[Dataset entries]
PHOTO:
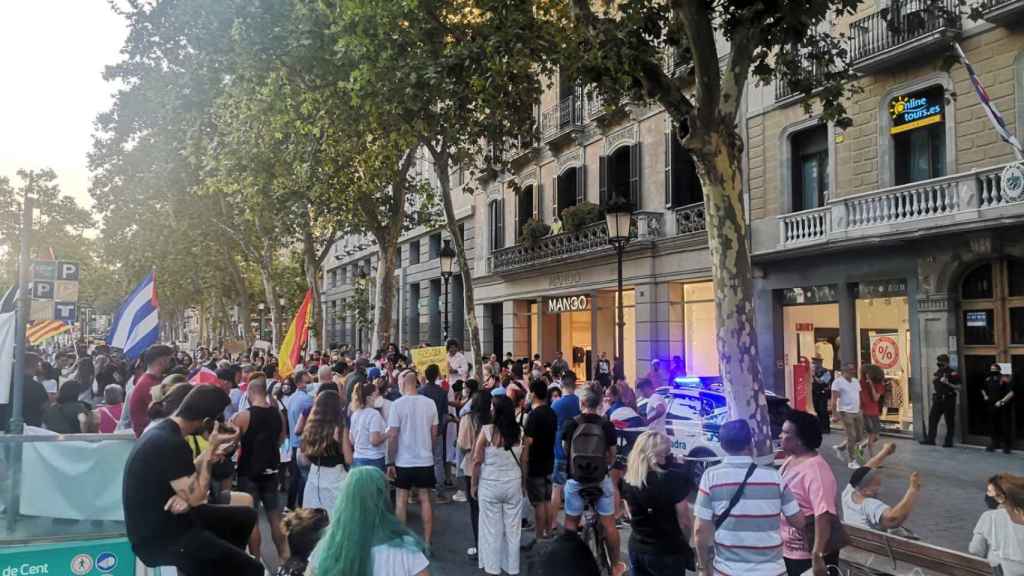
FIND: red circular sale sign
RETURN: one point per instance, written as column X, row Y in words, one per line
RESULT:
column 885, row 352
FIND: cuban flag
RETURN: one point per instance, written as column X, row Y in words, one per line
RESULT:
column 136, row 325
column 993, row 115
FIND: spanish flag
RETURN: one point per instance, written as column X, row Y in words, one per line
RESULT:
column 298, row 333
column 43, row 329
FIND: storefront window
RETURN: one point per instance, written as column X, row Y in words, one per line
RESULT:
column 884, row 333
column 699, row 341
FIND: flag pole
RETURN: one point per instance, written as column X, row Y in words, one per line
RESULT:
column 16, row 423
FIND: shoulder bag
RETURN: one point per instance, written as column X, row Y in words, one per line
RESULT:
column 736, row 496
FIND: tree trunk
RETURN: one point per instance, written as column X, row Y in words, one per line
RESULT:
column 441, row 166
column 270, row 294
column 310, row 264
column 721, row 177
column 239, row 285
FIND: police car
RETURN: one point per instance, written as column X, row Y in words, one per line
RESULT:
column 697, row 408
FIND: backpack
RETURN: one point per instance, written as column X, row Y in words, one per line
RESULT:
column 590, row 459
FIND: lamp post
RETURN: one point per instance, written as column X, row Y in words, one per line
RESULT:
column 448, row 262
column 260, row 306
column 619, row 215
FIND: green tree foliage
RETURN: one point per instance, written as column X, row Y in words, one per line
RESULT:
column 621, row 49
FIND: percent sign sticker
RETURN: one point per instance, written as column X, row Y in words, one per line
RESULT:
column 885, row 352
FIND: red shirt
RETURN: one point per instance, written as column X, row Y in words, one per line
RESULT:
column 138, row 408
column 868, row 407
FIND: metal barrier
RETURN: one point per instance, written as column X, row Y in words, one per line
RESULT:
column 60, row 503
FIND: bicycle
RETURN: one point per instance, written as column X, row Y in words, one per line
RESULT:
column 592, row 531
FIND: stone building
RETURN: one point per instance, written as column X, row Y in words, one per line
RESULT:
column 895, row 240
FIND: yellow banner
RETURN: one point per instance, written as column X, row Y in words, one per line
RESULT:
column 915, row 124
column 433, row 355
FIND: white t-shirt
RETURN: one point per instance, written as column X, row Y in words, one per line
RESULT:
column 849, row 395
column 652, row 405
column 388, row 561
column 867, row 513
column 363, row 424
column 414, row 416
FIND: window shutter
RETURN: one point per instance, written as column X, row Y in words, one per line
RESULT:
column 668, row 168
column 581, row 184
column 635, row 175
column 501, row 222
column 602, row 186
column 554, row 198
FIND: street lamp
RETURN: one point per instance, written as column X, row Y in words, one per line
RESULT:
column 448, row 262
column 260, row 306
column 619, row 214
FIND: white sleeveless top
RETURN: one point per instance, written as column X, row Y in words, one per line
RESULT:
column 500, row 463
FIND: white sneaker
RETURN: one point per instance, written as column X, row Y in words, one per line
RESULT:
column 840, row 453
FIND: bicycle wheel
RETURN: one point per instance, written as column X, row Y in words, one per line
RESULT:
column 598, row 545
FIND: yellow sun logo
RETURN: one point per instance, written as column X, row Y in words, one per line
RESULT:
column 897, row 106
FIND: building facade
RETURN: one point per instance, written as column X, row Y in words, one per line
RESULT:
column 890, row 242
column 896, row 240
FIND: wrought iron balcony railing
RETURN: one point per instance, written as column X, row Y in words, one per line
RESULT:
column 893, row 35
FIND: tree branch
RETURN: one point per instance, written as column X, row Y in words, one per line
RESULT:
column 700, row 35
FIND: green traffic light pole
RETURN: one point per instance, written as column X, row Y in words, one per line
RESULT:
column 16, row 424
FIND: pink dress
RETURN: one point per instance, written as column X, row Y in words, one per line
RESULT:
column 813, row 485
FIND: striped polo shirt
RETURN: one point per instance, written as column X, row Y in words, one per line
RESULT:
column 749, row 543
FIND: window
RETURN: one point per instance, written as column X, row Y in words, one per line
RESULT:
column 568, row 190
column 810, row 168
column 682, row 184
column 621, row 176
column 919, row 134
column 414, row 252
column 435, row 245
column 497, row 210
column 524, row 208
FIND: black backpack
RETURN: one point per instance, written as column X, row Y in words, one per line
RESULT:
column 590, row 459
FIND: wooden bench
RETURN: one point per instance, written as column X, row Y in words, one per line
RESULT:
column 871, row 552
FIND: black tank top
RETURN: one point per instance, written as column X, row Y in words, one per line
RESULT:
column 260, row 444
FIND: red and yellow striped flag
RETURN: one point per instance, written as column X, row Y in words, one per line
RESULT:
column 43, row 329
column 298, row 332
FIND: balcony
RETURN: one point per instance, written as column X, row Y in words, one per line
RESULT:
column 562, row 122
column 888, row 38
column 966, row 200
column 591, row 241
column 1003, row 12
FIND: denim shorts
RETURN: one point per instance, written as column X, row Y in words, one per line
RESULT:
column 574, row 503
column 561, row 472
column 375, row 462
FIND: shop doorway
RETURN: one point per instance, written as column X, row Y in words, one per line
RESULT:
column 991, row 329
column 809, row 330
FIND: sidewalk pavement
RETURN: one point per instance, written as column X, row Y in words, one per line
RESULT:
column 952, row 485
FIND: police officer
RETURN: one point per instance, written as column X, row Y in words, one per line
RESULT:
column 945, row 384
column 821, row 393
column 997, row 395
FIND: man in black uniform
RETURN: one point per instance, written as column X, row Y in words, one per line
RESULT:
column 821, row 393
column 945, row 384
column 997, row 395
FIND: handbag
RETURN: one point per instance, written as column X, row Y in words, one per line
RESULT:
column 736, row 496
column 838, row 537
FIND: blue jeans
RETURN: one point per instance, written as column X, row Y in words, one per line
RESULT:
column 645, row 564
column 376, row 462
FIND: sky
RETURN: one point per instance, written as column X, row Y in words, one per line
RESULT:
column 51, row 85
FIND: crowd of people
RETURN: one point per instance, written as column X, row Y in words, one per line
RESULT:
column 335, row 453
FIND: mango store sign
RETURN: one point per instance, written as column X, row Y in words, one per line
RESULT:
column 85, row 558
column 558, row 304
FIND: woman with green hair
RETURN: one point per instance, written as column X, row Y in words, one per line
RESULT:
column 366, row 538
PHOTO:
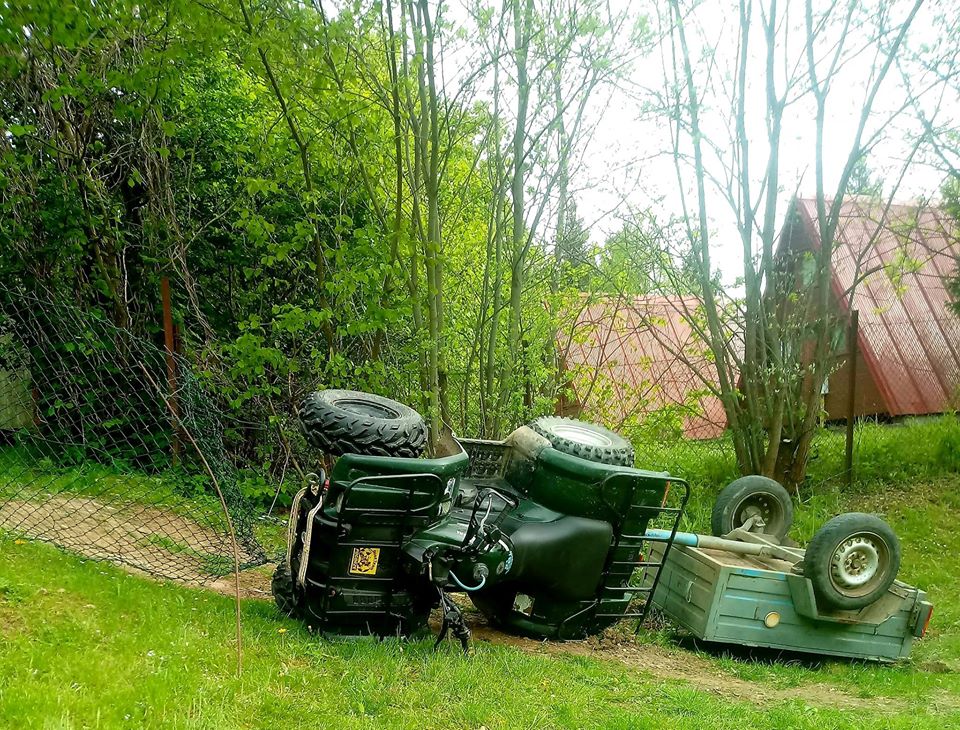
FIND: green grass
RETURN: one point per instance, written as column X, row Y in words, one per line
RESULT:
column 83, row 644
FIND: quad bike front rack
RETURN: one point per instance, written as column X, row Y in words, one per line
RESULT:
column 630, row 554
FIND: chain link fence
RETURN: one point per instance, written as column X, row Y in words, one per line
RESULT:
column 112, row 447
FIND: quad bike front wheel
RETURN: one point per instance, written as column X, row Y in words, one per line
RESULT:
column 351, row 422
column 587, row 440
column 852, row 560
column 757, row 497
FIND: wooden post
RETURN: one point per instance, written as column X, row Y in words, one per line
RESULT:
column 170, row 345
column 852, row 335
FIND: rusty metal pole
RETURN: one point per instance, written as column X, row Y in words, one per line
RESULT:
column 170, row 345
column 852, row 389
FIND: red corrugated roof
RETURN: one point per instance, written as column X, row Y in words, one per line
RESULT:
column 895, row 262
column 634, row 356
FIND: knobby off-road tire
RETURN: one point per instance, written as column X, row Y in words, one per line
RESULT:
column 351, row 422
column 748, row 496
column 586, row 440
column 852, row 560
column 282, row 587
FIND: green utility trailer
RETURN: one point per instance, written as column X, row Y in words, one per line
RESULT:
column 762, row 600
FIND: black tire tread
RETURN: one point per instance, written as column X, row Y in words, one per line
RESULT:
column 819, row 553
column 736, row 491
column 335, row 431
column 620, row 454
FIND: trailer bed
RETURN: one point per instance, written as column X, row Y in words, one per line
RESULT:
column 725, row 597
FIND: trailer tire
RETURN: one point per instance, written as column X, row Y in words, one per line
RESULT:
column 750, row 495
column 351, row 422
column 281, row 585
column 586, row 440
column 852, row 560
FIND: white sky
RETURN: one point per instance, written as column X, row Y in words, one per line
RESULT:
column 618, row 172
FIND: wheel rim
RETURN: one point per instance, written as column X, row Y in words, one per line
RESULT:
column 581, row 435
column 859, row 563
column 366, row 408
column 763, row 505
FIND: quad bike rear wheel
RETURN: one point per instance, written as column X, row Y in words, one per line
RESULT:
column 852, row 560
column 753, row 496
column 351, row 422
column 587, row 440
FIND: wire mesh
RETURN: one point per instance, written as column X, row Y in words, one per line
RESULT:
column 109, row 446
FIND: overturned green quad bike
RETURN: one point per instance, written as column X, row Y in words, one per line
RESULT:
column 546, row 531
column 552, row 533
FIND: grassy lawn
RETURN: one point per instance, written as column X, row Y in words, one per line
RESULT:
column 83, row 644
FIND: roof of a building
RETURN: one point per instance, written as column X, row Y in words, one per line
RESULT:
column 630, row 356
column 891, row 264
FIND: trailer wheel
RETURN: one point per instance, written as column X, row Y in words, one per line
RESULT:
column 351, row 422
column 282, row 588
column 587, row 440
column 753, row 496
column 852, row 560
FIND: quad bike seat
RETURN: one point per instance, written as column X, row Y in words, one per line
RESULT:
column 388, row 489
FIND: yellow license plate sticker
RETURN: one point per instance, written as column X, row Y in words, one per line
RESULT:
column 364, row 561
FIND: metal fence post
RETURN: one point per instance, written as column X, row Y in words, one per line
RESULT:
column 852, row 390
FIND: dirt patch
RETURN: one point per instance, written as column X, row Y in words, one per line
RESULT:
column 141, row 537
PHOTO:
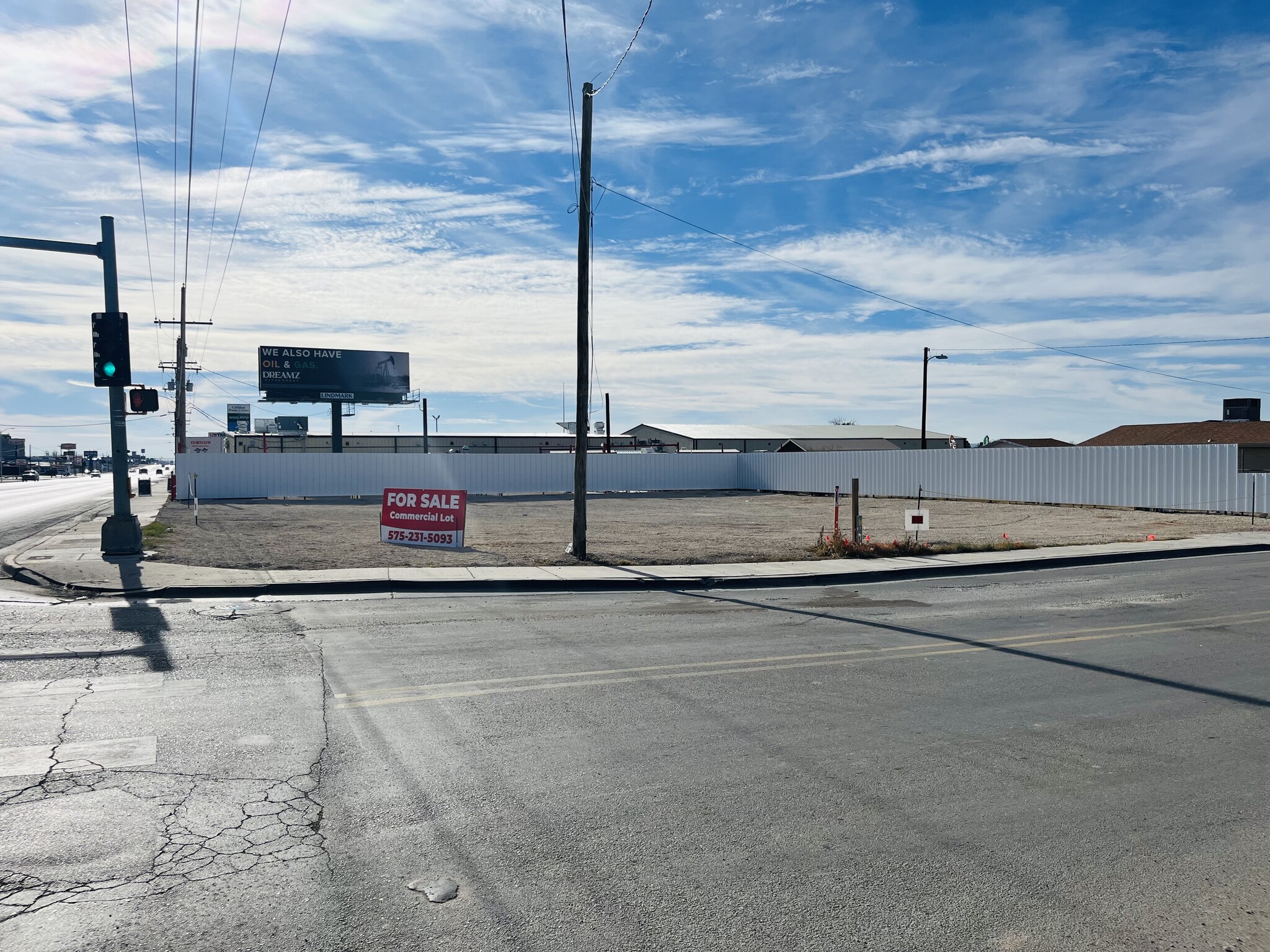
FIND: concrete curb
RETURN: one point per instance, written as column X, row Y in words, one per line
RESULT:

- Work to be completed
This task asks for the number of lines above that include the string "white". Respond with that number only.

- Result of the exercise
4